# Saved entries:
* * * * * * * * *
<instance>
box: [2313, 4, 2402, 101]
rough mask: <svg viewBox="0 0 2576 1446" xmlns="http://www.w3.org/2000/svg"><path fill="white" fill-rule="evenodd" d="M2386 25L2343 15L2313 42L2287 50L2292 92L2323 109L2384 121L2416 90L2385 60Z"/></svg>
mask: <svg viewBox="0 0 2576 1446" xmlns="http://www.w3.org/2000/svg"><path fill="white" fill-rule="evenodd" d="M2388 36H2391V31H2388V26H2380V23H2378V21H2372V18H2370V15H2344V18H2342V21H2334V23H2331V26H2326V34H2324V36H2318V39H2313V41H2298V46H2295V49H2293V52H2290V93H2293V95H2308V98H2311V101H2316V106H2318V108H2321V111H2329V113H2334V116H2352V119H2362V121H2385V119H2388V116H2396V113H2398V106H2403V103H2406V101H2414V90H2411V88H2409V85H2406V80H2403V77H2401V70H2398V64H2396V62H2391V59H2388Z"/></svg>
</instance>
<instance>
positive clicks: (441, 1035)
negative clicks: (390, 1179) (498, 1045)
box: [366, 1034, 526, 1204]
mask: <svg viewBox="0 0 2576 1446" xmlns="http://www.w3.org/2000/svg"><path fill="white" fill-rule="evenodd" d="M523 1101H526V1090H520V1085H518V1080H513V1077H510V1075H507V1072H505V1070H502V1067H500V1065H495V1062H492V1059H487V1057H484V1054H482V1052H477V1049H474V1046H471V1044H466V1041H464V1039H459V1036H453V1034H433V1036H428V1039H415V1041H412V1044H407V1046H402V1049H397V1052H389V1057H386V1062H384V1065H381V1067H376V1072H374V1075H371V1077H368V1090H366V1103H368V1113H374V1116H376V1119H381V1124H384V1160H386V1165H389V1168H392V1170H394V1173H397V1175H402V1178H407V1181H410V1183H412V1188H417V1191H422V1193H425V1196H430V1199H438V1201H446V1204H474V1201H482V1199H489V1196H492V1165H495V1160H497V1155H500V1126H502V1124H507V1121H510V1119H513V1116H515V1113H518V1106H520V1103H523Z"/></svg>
* * * * * * * * *
# Problem requirements:
Copy every line above word for word.

# Result for this task:
<instance>
box: [2313, 4, 2402, 101]
rough mask: <svg viewBox="0 0 2576 1446" xmlns="http://www.w3.org/2000/svg"><path fill="white" fill-rule="evenodd" d="M2386 25L2343 15L2313 42L2287 50L2292 92L2323 109L2384 121L2416 90L2385 60Z"/></svg>
mask: <svg viewBox="0 0 2576 1446" xmlns="http://www.w3.org/2000/svg"><path fill="white" fill-rule="evenodd" d="M2388 36H2391V31H2388V26H2380V23H2378V21H2372V18H2370V15H2344V18H2342V21H2334V23H2331V26H2326V34H2324V36H2318V39H2313V41H2298V46H2295V49H2293V52H2290V93H2293V95H2308V98H2311V101H2316V106H2318V108H2321V111H2329V113H2334V116H2352V119H2362V121H2385V119H2388V116H2396V113H2398V106H2403V103H2406V101H2414V90H2411V88H2409V85H2406V80H2403V77H2401V70H2398V64H2396V62H2391V59H2388Z"/></svg>
</instance>
<instance>
positive clicks: (441, 1035)
negative clicks: (390, 1179) (498, 1045)
box: [366, 1034, 526, 1204]
mask: <svg viewBox="0 0 2576 1446" xmlns="http://www.w3.org/2000/svg"><path fill="white" fill-rule="evenodd" d="M523 1101H526V1090H520V1085H518V1080H513V1077H510V1075H507V1072H505V1070H502V1067H500V1065H495V1062H492V1059H487V1057H484V1054H482V1052H477V1049H474V1046H471V1044H466V1041H464V1039H459V1036H453V1034H433V1036H428V1039H415V1041H412V1044H407V1046H402V1049H397V1052H389V1057H386V1062H384V1065H381V1067H376V1072H374V1075H371V1077H368V1090H366V1103H368V1113H374V1116H376V1119H381V1124H384V1160H386V1165H389V1168H392V1170H394V1173H397V1175H402V1178H407V1181H410V1183H412V1188H417V1191H422V1193H425V1196H430V1199H438V1201H446V1204H474V1201H482V1199H489V1196H492V1165H495V1160H497V1155H500V1126H502V1124H507V1121H510V1119H513V1116H515V1113H518V1106H520V1103H523Z"/></svg>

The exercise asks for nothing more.